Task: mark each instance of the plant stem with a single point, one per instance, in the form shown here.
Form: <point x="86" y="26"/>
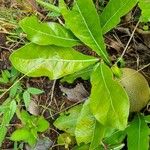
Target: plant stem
<point x="49" y="6"/>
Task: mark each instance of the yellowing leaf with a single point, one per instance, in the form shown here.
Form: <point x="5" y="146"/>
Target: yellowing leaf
<point x="52" y="61"/>
<point x="83" y="21"/>
<point x="47" y="33"/>
<point x="108" y="100"/>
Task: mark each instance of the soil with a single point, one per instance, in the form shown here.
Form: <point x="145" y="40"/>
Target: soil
<point x="137" y="57"/>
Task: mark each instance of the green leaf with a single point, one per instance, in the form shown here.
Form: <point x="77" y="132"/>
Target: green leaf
<point x="108" y="100"/>
<point x="24" y="117"/>
<point x="42" y="124"/>
<point x="138" y="134"/>
<point x="20" y="134"/>
<point x="14" y="89"/>
<point x="84" y="74"/>
<point x="87" y="128"/>
<point x="65" y="139"/>
<point x="112" y="13"/>
<point x="34" y="91"/>
<point x="47" y="33"/>
<point x="52" y="61"/>
<point x="26" y="99"/>
<point x="85" y="24"/>
<point x="7" y="116"/>
<point x="147" y="118"/>
<point x="145" y="7"/>
<point x="115" y="138"/>
<point x="67" y="120"/>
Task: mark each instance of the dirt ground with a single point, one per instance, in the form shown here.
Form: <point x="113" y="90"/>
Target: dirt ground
<point x="137" y="56"/>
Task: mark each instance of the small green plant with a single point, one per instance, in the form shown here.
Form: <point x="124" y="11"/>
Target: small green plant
<point x="50" y="53"/>
<point x="31" y="125"/>
<point x="10" y="106"/>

=======

### Exercise details
In your answer, set down the full listing word for word and include no pictures.

### Your solution
Task: mark each instance of the plant stem with a single point, one per instance, in the form shown here.
Form: <point x="86" y="26"/>
Target: plant stem
<point x="49" y="6"/>
Task: mark each instance of the yellowing leaf with a single point, one per instance, in the form shown here.
Form: <point x="5" y="146"/>
Target: yellowing leaf
<point x="52" y="61"/>
<point x="83" y="21"/>
<point x="47" y="33"/>
<point x="108" y="100"/>
Task: mark each instance of the soil with a single point, one per instance, in the form shown here.
Form: <point x="145" y="40"/>
Target: soil
<point x="137" y="57"/>
Task: mark each instance of the green leaf with a single point, one per instance, in the form shown here.
Form: <point x="77" y="132"/>
Target: green leaf
<point x="108" y="100"/>
<point x="24" y="117"/>
<point x="42" y="124"/>
<point x="138" y="134"/>
<point x="20" y="134"/>
<point x="14" y="89"/>
<point x="84" y="74"/>
<point x="87" y="128"/>
<point x="65" y="139"/>
<point x="112" y="13"/>
<point x="34" y="91"/>
<point x="47" y="33"/>
<point x="52" y="61"/>
<point x="26" y="99"/>
<point x="85" y="24"/>
<point x="7" y="116"/>
<point x="147" y="118"/>
<point x="145" y="7"/>
<point x="115" y="138"/>
<point x="67" y="120"/>
Task: mark each instance of the dirt ground with a single point, one per instance, in the form shown here.
Form: <point x="113" y="90"/>
Target: dirt ground
<point x="137" y="56"/>
Task: mark each instance of the small green plant with a single point, one per instance, in the form shown here.
Form: <point x="124" y="11"/>
Target: small green plant
<point x="50" y="53"/>
<point x="31" y="125"/>
<point x="10" y="106"/>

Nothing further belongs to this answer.